» **Your goal**
Quote the listing verbatim from its first line through the line containing "[[92,120],[86,122],[90,156],[104,162],[104,126]]", including both of those lines.

» **Input**

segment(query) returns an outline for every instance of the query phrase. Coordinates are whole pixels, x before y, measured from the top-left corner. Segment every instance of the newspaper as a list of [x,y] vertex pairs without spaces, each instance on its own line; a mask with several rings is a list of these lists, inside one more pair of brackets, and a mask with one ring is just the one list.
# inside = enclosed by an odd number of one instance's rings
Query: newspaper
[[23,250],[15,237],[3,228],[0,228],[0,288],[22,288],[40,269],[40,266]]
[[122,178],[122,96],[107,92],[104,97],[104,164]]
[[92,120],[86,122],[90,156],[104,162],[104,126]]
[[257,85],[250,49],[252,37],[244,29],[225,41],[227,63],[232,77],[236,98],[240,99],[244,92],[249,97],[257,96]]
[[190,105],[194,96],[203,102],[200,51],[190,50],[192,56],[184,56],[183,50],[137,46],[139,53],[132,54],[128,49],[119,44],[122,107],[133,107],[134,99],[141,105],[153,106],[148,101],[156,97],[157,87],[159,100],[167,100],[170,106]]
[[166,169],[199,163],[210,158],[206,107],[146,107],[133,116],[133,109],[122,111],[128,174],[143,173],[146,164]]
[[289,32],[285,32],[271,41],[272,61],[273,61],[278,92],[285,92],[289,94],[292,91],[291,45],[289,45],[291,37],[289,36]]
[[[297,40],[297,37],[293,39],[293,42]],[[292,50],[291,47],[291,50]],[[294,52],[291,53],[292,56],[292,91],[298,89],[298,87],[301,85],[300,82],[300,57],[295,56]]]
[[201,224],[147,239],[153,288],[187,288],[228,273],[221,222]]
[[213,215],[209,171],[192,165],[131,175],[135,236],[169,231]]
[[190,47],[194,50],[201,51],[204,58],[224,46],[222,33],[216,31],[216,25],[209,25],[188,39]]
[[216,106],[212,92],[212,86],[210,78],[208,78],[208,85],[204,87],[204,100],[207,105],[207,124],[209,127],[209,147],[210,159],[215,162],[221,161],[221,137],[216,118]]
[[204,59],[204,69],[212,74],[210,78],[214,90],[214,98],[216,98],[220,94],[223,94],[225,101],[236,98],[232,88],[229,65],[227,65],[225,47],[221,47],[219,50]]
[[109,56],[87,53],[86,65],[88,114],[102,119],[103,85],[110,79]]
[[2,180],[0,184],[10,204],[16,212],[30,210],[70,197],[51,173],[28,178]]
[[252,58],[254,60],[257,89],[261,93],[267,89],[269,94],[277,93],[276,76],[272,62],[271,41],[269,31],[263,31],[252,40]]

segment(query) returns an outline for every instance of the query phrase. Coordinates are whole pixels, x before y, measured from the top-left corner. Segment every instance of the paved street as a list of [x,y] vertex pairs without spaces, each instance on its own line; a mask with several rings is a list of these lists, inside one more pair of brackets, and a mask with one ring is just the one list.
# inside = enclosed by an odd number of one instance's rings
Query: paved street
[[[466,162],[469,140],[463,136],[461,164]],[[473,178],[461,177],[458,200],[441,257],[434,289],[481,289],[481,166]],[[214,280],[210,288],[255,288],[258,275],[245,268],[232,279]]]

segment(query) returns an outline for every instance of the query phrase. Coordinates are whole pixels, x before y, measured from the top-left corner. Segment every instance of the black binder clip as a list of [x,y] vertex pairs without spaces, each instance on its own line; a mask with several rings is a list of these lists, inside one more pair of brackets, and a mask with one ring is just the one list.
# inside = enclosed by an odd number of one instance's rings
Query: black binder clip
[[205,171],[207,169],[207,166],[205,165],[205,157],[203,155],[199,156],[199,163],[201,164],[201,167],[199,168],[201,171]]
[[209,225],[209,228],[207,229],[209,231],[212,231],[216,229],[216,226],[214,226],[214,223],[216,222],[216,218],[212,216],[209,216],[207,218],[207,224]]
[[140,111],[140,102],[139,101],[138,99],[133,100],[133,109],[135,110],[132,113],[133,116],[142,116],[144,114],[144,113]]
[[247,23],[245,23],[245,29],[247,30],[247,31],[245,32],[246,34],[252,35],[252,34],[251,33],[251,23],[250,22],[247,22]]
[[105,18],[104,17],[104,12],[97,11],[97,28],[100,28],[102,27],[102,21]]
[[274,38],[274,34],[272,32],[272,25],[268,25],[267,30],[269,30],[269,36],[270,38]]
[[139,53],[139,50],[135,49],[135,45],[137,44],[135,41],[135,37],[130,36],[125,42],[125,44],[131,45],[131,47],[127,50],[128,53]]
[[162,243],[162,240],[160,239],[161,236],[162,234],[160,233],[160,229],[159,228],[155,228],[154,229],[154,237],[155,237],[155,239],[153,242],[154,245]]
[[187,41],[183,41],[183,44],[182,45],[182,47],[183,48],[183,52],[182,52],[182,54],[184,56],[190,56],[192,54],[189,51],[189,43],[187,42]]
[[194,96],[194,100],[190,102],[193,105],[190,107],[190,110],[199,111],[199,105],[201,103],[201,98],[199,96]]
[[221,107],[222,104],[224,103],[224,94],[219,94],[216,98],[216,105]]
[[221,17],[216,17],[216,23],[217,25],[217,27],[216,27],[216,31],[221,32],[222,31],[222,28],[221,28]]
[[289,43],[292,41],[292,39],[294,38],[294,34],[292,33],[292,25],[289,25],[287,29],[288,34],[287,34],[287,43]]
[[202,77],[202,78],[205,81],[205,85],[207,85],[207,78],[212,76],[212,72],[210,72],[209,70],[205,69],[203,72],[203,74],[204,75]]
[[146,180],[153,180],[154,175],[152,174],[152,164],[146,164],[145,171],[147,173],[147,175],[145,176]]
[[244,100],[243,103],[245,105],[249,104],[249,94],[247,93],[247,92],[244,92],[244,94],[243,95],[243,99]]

» **Response**
segment(query) returns an outline for every instance of the query phrase. Coordinates are whole pixels, x before y, measured from the top-left corner. Segment every instance of the newspaper as a list of [x,y] vertex pairs without spaces, each instance on its own line; a mask with several rings is a list of these lists, inside one more pair of brackets, and a mask with one ring is just the one list.
# inside = enclosed by an odd number of one instance's rings
Query: newspaper
[[23,250],[15,237],[3,228],[0,228],[0,288],[22,288],[40,269],[40,266]]
[[122,178],[122,96],[107,92],[104,97],[104,164]]
[[92,120],[86,122],[90,156],[104,162],[104,126]]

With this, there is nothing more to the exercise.